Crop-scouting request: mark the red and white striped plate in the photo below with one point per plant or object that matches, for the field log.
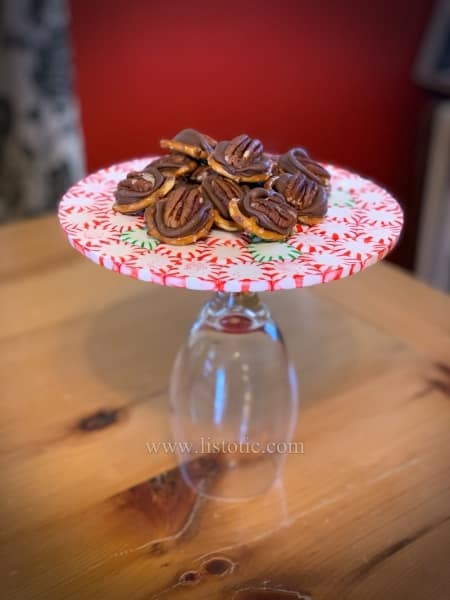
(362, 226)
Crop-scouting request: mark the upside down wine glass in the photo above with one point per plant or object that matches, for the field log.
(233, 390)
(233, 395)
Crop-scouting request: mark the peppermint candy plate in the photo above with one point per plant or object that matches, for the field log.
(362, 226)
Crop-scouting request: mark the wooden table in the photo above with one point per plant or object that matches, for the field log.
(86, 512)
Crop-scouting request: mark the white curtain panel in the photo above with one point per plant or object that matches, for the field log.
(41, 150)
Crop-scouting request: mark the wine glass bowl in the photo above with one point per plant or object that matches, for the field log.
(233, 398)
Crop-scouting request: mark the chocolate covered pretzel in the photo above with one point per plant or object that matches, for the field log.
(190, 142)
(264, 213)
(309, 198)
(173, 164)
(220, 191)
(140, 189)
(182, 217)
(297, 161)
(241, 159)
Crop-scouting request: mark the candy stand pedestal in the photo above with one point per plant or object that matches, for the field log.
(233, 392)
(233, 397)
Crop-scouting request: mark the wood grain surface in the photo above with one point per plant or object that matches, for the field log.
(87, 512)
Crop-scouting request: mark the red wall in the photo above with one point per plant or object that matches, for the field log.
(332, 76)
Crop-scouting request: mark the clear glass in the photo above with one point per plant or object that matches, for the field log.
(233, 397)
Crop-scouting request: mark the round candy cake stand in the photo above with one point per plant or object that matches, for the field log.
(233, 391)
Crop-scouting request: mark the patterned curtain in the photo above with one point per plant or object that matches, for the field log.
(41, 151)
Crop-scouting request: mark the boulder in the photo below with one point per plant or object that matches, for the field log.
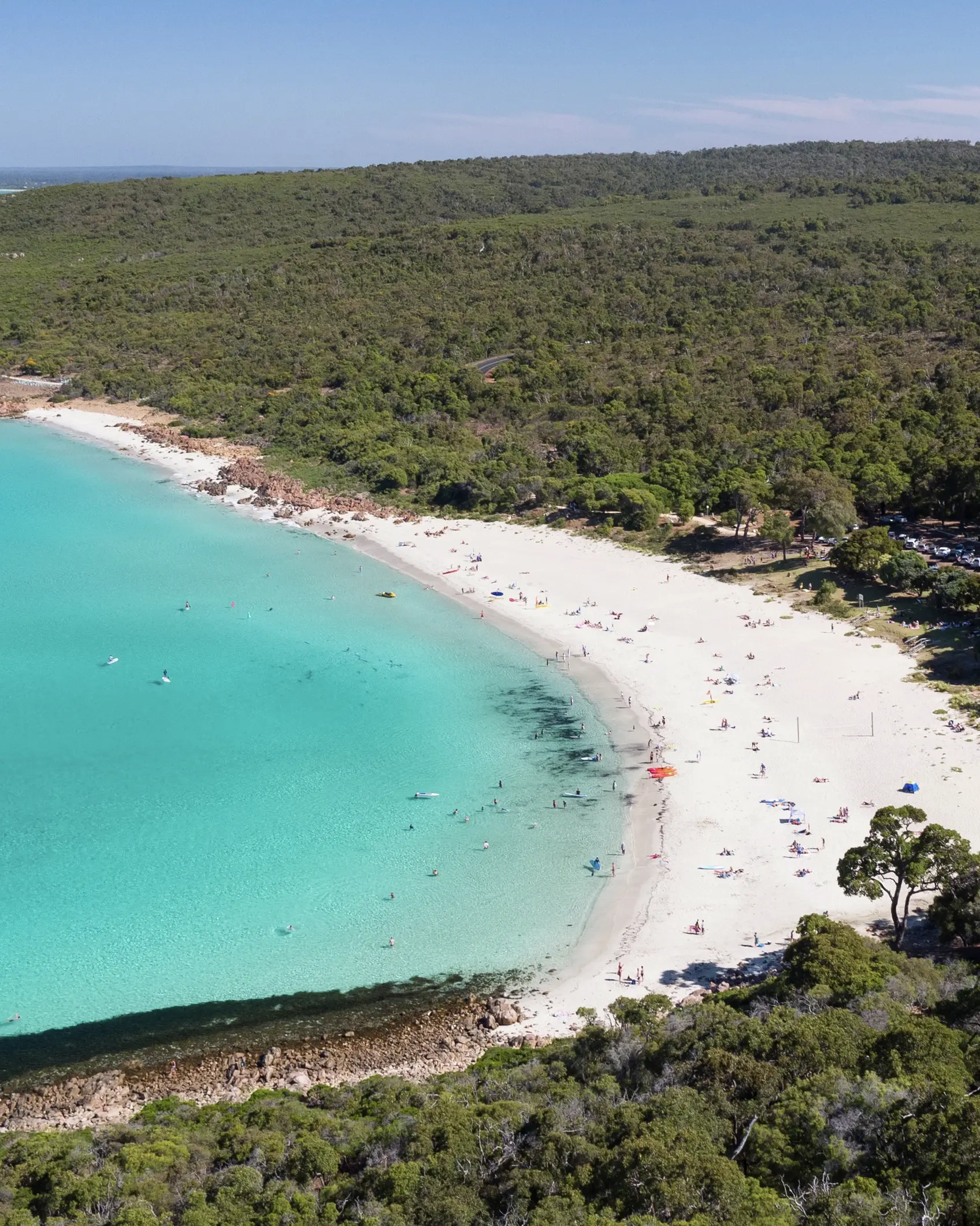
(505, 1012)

==

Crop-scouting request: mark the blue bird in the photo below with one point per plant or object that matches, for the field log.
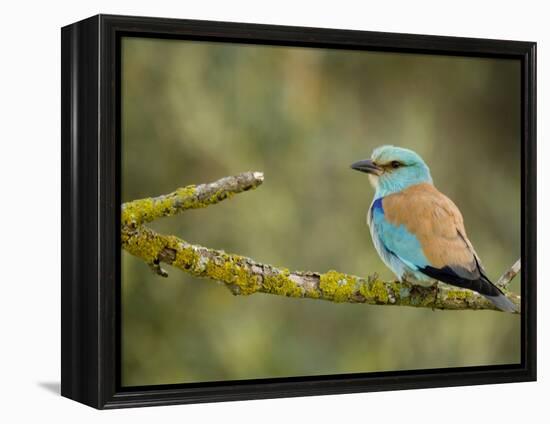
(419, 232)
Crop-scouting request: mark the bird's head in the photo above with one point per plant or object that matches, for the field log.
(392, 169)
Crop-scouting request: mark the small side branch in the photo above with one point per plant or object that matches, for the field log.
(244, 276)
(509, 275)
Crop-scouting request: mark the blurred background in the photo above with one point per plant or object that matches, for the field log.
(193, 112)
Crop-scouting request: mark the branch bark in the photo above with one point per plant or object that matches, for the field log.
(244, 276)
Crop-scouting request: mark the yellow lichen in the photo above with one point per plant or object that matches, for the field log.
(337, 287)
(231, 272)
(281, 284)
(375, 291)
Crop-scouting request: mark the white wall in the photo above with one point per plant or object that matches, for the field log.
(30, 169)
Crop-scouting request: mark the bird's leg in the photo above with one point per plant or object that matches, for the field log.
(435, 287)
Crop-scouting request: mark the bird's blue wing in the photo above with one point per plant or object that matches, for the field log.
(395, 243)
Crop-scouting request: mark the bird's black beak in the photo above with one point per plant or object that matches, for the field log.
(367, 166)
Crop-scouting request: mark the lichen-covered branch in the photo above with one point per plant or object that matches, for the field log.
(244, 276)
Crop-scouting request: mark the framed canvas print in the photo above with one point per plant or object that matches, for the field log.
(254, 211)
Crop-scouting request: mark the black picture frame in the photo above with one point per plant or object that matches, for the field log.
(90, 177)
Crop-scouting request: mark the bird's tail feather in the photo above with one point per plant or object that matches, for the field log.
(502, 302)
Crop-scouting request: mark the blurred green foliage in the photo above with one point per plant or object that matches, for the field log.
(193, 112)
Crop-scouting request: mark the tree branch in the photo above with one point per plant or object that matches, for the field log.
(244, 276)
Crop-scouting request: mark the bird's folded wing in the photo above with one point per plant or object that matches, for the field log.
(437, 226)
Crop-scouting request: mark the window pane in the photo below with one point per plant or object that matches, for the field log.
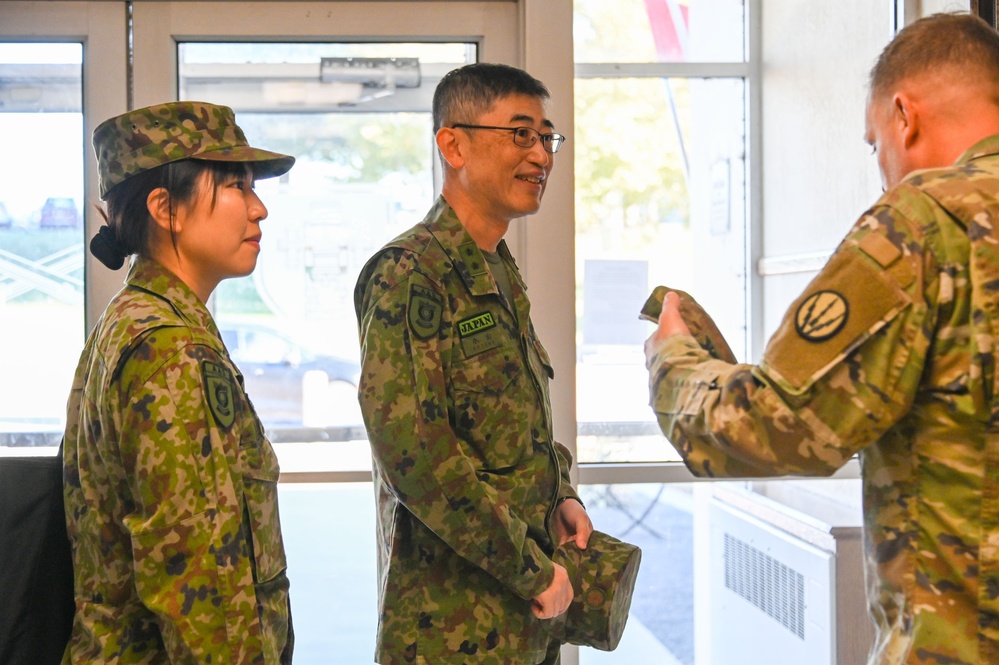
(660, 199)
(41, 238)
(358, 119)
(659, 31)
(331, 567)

* * *

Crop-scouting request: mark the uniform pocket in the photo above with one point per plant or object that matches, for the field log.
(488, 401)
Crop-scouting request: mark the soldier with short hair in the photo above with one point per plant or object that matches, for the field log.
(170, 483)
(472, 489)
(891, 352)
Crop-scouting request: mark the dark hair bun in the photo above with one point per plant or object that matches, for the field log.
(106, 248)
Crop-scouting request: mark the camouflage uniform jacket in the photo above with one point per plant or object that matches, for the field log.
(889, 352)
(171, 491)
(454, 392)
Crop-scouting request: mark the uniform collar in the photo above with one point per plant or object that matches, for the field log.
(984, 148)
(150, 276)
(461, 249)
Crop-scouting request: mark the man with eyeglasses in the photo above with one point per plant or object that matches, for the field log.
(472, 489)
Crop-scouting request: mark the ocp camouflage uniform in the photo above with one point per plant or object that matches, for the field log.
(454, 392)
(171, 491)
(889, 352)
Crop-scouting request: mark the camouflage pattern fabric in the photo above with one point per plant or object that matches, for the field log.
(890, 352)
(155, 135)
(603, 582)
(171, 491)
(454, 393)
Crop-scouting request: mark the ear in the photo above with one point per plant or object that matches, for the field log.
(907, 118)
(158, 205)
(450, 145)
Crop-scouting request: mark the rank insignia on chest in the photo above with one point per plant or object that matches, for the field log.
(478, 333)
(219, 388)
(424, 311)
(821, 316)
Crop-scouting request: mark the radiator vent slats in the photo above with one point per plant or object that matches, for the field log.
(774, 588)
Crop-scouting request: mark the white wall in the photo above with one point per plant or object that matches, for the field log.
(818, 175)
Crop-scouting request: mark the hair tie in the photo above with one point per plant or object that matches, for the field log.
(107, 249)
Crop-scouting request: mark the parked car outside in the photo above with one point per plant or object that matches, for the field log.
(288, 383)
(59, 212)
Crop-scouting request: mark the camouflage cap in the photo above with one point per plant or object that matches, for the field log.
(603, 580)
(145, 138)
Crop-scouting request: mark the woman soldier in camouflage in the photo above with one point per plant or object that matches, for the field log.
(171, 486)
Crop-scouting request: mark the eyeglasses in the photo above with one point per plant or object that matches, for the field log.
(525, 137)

- [EXERCISE DIRECTIONS]
Lay out the records above, between the lines holding "Crop-scouting request: mark the upside" and "(505, 1012)", inclusive, as a two-column CSV with the headers record_text and marked_points. Give one row per record with each field in quotation marks and line breaks turned into spaces, and leave the pictures out.

- [THE RESPONSE]
record_text,marked_points
"Crop-scouting request: mark the upside down wine glass in the photo above with one point per plant or object that matches, for the field log.","(233, 390) (233, 395)"
"Crop-scouting request: mark the peppermint candy plate in the photo above with one point per plant or object that matches, for the field log.","(362, 226)"
"Crop-scouting request: mark the wooden table in the photo above with one point per plant or object that matches, for the field log.","(86, 512)"
"Crop-scouting request: mark the white curtain panel in the photo above with one point per plant or object that matches, for the field log.","(41, 150)"
"Crop-scouting request: mark the wine glass bowl in the photo above with one point per plant or object that matches, for the field log.","(233, 398)"
"Crop-scouting request: mark the chocolate covered pretzel in the photo above with one point per plant or object that matches, for the field log.","(190, 142) (264, 213) (309, 198) (173, 164) (220, 191) (140, 189) (182, 217) (297, 161) (241, 159)"
"Crop-scouting request: mark the candy stand pedestal in the photo above with one point per plant or object that matches, for the field log.","(233, 392) (233, 397)"
"Crop-scouting request: mark the wood grain surface in the photo above with one point per plant or object that matches, for the field log.","(87, 512)"
"Crop-scouting request: mark the red wall in the photo above with one point per plant or object that matches, for the field log.","(332, 76)"
"Crop-scouting request: mark the clear glass in the photo above with one point per plant or object that matches, for the field log.","(233, 397)"
"Crop-scouting request: mark the round candy cake stand in the photo above with one point per plant or object that matches, for the field log.","(233, 391)"
"Crop-scouting request: mark the patterned curtain in the photo above with one point per plant or object that matches, for the field log.","(41, 151)"
"Crop-scouting request: mark the boulder in the photo below with one point per plant or object that matches, for the field log.","(505, 1012)"